● **Passage given**
I’ll start with a couple of short items about the state of the world in 1575 CE, then move to the main action, which concerned the still-growing Mughal Empire. (Of course, in Europe meantime, numerous Catholic-Protestant battles, etc, were going on.)
Iberian conquistadors consolidate rule in Americas, West Africa
- In “New Spain”, the Spanish settlers established Villa de la Asunción (today Aguascalientes)
- In Chile, they moved the seat of the Real Audiencia (appellate court) from from Concepción to Santiago. West Africa
- In West Africa, the Portuguese conquistadores established the settler-city of São Paula de Laonda (today, Luanda, Angola.)
Venice suffers damaging plague outbreak
I found a few details here: “Between 1575 and 1577, Venice was devastated by a plague outbreak that killed almost 50,000 people – some 30% of the city’s population.” After prayers, petitions, and processions failed to stem the spread, the doge (the leader of Venice) promised to build a church.” This was the Basilica of the Redeemer (Redentore), which was located on the Giudecca Island, “close to the shore, so that it would be visible from the historic center.” It was designed by the famous Italian architect Andrea Palladio.
(Venice would have another very bad outbreak of plague around a century later.)
Spanish religious settler activist visits China
Martín de Rada was an Augustinian monk who had traveled with the Legazpi expedition to the Philippines in 1565. In 1572 he became the Augustinian regional superior in the Philippines. Meantime, he had learned the Cebuano language and had started to study “Chinese” (I’m guessing Mandarin?)
On June 26, 1575 de Rada and a colleague met a delegation of Chinese officials who had arrived in Luzon, and traveled back to China with them. They reached the port of Amoy (Xiamen) in Hokkien province on July 5, and visited “a number of cities,” returning to Manila four months later. The source cited here says: “the embassy fail[ed] due to the Spanish inability to capture Lin Feng, a Chinese pirate.”

● **Provided records**
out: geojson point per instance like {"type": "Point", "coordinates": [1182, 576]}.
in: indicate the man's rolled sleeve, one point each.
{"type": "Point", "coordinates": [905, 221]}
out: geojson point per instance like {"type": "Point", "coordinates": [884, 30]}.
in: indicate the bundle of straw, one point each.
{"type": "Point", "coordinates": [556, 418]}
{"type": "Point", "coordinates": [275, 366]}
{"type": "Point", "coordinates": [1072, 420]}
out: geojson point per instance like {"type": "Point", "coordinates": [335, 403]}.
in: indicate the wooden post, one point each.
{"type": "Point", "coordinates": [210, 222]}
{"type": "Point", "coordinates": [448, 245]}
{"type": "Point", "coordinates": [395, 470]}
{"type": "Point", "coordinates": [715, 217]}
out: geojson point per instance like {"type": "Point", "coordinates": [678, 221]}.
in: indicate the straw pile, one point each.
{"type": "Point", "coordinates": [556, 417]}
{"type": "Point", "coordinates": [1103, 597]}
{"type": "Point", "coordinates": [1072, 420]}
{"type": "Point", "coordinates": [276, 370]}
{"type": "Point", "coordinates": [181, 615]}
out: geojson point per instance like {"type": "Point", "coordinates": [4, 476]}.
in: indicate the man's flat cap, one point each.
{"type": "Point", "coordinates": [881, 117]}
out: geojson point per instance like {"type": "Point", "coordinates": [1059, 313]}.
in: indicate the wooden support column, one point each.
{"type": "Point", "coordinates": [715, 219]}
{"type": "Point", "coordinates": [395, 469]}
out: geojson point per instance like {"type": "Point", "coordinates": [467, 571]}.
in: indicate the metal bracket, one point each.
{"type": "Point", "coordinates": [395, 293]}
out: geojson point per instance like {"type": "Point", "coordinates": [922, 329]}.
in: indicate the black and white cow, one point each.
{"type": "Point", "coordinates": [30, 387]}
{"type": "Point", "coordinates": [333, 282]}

● **Required work**
Copy out the whole passage about 1575 word for word. Rely on the passage about 1575 and nothing else.

● **Written answer**
I’ll start with a couple of short items about the state of the world in 1575 CE, then move to the main action, which concerned the still-growing Mughal Empire. (Of course, in Europe meantime, numerous Catholic-Protestant battles, etc, were going on.)
Iberian conquistadors consolidate rule in Americas, West Africa
- In “New Spain”, the Spanish settlers established Villa de la Asunción (today Aguascalientes)
- In Chile, they moved the seat of the Real Audiencia (appellate court) from from Concepción to Santiago. West Africa
- In West Africa, the Portuguese conquistadores established the settler-city of São Paula de Laonda (today, Luanda, Angola.)
Venice suffers damaging plague outbreak
I found a few details here: “Between 1575 and 1577, Venice was devastated by a plague outbreak that killed almost 50,000 people – some 30% of the city’s population.” After prayers, petitions, and processions failed to stem the spread, the doge (the leader of Venice) promised to build a church.” This was the Basilica of the Redeemer (Redentore), which was located on the Giudecca Island, “close to the shore, so that it would be visible from the historic center.” It was designed by the famous Italian architect Andrea Palladio.
(Venice would have another very bad outbreak of plague around a century later.)
Spanish religious settler activist visits China
Martín de Rada was an Augustinian monk who had traveled with the Legazpi expedition to the Philippines in 1565. In 1572 he became the Augustinian regional superior in the Philippines. Meantime, he had learned the Cebuano language and had started to study “Chinese” (I’m guessing Mandarin?)
On June 26, 1575 de Rada and a colleague met a delegation of Chinese officials who had arrived in Luzon, and traveled back to China with them. They reached the port of Amoy (Xiamen) in Hokkien province on July 5, and visited “a number of cities,” returning to Manila four months later. The source cited here says: “the embassy fail[ed] due to the Spanish inability to capture Lin Feng, a Chinese pirate.”